:: What you will do ::
Only the run of lines from the one containing "the variegated tulip" through the last line should be returned, exactly as written.

:: Records supplied ::
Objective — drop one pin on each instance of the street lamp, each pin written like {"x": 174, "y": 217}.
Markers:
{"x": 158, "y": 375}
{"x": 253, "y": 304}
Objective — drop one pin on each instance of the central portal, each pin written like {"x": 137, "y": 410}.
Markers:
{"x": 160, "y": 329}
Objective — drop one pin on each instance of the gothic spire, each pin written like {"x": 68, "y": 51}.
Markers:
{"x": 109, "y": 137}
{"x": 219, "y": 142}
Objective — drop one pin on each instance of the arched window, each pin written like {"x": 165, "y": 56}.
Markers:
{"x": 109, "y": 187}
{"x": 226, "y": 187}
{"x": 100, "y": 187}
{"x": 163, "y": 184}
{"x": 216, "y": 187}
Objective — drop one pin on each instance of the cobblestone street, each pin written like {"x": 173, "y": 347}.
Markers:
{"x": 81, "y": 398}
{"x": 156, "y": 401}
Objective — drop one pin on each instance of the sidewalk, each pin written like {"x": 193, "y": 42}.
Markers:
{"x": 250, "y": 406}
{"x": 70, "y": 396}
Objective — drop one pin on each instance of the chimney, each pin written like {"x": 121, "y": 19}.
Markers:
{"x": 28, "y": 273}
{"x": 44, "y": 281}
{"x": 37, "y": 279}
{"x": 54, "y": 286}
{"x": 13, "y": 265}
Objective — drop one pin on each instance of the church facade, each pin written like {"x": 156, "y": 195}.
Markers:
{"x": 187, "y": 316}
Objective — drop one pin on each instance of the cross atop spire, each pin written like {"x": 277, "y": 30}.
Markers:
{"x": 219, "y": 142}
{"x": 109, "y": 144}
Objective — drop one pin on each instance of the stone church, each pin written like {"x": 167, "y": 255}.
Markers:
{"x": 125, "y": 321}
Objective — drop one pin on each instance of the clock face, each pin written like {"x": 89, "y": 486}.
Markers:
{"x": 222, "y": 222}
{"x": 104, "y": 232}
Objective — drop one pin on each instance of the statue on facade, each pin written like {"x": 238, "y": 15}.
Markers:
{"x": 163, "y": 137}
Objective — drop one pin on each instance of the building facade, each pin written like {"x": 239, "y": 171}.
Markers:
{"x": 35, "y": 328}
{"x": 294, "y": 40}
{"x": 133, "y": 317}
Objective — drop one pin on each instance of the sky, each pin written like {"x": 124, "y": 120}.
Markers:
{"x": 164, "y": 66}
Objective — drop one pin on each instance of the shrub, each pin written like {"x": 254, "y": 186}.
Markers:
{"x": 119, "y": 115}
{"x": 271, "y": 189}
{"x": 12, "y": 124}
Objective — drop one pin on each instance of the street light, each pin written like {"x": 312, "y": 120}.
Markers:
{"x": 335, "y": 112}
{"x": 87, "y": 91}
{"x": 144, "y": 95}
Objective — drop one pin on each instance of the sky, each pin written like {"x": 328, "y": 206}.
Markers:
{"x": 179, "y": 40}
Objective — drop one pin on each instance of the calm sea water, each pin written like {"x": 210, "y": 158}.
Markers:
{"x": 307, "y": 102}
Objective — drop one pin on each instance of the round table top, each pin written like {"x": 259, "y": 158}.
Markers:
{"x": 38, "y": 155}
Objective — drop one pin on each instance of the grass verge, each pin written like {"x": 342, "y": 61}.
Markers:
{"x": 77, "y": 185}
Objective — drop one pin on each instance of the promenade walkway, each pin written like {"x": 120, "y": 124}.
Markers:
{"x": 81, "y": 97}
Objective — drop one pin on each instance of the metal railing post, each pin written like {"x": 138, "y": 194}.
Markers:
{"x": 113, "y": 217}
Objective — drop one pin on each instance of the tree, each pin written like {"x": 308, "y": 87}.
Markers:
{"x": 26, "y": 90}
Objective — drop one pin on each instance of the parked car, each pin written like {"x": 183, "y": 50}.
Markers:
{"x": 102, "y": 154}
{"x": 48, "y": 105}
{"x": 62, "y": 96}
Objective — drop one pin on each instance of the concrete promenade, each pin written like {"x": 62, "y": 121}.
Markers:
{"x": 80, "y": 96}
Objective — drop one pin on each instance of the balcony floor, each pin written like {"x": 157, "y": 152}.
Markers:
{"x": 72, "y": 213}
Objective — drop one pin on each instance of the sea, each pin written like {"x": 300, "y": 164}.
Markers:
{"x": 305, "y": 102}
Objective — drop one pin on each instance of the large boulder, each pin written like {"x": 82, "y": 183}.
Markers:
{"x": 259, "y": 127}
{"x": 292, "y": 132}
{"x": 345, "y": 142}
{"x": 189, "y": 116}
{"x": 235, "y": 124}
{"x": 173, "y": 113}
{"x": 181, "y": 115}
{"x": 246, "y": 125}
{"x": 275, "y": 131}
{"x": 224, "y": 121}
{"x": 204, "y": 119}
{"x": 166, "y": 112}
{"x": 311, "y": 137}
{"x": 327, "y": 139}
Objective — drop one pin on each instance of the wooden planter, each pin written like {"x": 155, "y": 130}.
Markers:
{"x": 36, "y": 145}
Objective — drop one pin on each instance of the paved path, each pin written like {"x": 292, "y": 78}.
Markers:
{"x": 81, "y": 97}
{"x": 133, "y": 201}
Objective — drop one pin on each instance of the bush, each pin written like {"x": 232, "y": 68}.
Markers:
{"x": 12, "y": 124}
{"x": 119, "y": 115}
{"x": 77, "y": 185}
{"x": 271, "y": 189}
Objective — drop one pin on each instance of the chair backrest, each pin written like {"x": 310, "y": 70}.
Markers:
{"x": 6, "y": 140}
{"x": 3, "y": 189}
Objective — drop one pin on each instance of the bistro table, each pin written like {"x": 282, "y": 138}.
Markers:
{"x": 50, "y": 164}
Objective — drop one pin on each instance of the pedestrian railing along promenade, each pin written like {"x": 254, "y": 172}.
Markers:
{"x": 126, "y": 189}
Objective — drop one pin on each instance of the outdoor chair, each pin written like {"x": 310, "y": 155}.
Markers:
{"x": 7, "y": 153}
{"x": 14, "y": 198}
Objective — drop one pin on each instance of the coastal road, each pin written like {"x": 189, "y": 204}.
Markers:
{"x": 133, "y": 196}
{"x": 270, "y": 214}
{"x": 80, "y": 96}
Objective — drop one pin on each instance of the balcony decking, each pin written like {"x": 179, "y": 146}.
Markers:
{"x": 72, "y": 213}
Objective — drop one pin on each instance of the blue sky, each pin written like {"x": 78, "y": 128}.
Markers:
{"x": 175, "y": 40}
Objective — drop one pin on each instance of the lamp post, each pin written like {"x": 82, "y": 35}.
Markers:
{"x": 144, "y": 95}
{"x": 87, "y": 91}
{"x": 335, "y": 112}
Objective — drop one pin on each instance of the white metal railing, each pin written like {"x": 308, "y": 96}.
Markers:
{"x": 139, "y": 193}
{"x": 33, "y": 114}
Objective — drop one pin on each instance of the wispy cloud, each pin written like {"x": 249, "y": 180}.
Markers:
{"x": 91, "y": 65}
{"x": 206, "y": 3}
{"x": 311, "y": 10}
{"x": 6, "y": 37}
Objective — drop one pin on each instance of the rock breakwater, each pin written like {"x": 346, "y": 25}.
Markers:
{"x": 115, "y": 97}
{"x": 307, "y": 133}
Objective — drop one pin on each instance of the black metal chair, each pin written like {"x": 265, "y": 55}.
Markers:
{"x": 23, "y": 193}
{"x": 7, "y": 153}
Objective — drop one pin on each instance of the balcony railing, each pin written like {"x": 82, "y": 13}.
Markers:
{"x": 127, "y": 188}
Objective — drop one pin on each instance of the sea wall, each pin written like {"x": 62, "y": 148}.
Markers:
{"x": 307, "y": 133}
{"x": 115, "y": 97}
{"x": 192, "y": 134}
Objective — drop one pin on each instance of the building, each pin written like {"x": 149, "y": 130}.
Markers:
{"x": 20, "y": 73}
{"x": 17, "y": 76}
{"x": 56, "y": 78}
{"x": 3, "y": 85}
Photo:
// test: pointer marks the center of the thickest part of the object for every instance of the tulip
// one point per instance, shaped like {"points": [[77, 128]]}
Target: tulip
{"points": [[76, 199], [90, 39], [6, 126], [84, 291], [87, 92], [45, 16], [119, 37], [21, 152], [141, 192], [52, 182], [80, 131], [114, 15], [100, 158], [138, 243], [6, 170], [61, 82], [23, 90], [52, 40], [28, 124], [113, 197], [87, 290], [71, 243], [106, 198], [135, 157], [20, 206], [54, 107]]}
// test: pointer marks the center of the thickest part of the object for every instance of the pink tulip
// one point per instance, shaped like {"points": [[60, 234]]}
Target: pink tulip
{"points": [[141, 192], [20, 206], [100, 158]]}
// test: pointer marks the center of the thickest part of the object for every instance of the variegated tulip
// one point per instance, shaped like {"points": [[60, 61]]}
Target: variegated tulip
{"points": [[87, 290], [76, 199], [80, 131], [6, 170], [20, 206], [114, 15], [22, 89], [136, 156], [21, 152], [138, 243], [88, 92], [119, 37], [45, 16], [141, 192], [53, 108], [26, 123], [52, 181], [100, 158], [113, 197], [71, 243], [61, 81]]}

:: Task result ::
// test: pointer marks the center of the thickest part of the object for every instance of the variegated tulip
// one point per instance, shaped like {"points": [[60, 61]]}
Target: variegated tulip
{"points": [[87, 290], [76, 199], [80, 131], [6, 170], [20, 206], [114, 15], [22, 89], [136, 156], [21, 152], [138, 243], [88, 92], [119, 37], [45, 16], [141, 192], [53, 108], [26, 123], [52, 181], [100, 158], [113, 197], [71, 243], [61, 81]]}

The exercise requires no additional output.